- _RECORDS PROVIDED_:
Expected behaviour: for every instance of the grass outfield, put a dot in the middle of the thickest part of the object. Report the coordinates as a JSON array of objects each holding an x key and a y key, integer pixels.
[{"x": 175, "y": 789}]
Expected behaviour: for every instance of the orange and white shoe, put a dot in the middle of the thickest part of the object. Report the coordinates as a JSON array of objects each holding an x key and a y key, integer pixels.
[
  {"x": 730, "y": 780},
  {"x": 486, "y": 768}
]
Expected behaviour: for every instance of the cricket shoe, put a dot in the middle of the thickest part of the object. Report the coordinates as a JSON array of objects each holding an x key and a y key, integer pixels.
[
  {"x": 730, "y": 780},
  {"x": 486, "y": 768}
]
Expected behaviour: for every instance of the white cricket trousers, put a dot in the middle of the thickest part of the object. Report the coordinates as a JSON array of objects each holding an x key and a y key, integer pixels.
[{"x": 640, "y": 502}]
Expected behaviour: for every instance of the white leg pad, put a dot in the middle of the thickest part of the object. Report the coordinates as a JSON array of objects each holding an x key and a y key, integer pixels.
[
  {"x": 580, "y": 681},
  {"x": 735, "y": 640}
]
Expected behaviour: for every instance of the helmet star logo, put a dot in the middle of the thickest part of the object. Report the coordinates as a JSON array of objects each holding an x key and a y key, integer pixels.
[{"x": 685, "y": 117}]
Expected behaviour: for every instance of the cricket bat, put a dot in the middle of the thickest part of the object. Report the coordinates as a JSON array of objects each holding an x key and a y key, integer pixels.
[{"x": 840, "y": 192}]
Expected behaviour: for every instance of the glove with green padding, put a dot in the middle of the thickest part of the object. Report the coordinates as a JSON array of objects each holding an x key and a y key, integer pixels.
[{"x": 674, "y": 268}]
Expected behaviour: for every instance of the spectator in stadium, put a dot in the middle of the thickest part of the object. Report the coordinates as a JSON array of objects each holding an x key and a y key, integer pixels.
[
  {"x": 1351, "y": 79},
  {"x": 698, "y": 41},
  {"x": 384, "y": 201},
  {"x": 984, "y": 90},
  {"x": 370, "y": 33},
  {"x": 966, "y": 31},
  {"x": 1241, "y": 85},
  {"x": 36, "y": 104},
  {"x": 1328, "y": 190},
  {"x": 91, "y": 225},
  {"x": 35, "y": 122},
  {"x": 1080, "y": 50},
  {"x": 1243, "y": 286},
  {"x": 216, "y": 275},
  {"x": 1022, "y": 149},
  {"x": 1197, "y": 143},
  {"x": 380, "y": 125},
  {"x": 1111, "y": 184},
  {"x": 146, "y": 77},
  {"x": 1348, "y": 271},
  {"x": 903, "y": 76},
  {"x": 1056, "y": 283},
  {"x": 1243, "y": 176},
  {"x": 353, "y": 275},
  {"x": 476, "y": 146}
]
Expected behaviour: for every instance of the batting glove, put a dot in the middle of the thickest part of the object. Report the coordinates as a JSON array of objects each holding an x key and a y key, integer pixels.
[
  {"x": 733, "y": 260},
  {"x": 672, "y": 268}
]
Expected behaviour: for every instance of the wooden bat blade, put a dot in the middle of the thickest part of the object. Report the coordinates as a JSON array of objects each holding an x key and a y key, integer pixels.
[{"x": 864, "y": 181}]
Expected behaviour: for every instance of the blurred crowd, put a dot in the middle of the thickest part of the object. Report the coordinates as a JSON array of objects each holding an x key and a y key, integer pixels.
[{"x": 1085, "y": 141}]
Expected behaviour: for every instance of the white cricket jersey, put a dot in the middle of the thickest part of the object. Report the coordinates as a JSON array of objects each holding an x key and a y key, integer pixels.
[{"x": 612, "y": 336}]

- _ASSIGNMENT_:
What is needed is an exact reproduction of the data.

- _EXERCISE RESPONSE_:
Expected behaviour: for every instance of the grass outfield, put a dot in the middle of the thickest part of the object. Report the coordinates as a JSON array of objects each holding an x key and a y key, integer pixels.
[{"x": 175, "y": 789}]
Expected behaviour: for every instance of the orange and white shoe, put a dot in the middle of the thickest part of the object. Report the coordinates as a JSON array of objects each holding an x key and a y key, integer pixels.
[
  {"x": 730, "y": 780},
  {"x": 486, "y": 768}
]
Expected behaviour: for every instance of the cricket shoe, put a dot in the middle of the thickest part of the object. Report the coordinates as a JSON array of objects each holding an x key and a y key, integer pixels.
[
  {"x": 730, "y": 780},
  {"x": 486, "y": 768}
]
Expected behaviour: for every instance of the white cricket trousers, put a dot in the middle of the thickest part of the object. Report the coordinates as a JSON array of objects each holding an x key and a y key, integer pixels.
[{"x": 640, "y": 502}]
Expected behaviour: for every instance of the white leg pad, put a dot in the middle of the thickest part of the object. Report the coordinates as a JSON array of objects each holding an x key and a y key, integer pixels.
[
  {"x": 580, "y": 681},
  {"x": 735, "y": 640}
]
Expected behaviour: for every instance of the helmet star logo, put a dot in the middle of the thickest part of the object. Report the coordinates as a JSON array of objects each holding an x key and a y key, integer pixels.
[{"x": 685, "y": 117}]
Expected behaviour: for every instance of the cricket bat, put a dot in the middle of the thickest part of the object. Report the coordinates as a JSON array of objects each holding an x key and a y key, integer pixels.
[{"x": 840, "y": 192}]
Expected behaviour: for every instance of the glove with green padding, put a dot in the middle of the thickest part of the object. Report the coordinates as a JSON array of objects each holding an x key and a y key, integer pixels.
[{"x": 674, "y": 268}]
Expected behaviour: for every instance of the spectator in stadium, put a dot in the middle of the thickest part of the object. Report the coordinates as a JSON array of objects each holding an x key and a y key, integer pixels.
[
  {"x": 1351, "y": 79},
  {"x": 698, "y": 41},
  {"x": 384, "y": 201},
  {"x": 984, "y": 90},
  {"x": 370, "y": 33},
  {"x": 966, "y": 31},
  {"x": 1241, "y": 85},
  {"x": 36, "y": 104},
  {"x": 1328, "y": 190},
  {"x": 91, "y": 225},
  {"x": 35, "y": 122},
  {"x": 1080, "y": 50},
  {"x": 1243, "y": 286},
  {"x": 216, "y": 275},
  {"x": 1022, "y": 149},
  {"x": 1197, "y": 143},
  {"x": 380, "y": 125},
  {"x": 1111, "y": 184},
  {"x": 146, "y": 77},
  {"x": 1348, "y": 271},
  {"x": 903, "y": 76},
  {"x": 1056, "y": 283},
  {"x": 1243, "y": 176},
  {"x": 353, "y": 275},
  {"x": 476, "y": 146}
]
Expected behaviour: for every instance of the batting glove, put a dot in the middle of the thickest part of the object. Report the coordinates as a JSON array of objects each holding an x key and a y key, integer pixels.
[
  {"x": 733, "y": 260},
  {"x": 672, "y": 268}
]
Expected behaviour: for every instance of the wooden bat blade, put a dot in the middle of the thickest part of the object. Report the coordinates as a JSON array of objects each holding an x key and a y key, integer pixels.
[{"x": 864, "y": 181}]
Expected behaviour: for every instance of the blurred crowd, put a dot in the middle of the thickest part of the object. Report the coordinates as a JSON array of objects each holding an x key and a y key, integer pixels.
[{"x": 1085, "y": 141}]
Expected behaviour: for every instance of the white cricket jersey, put a dot in the middle of the thickest part of the object. Report the coordinates as a JSON array of objects each holding an x key and a y key, integer pixels.
[{"x": 612, "y": 336}]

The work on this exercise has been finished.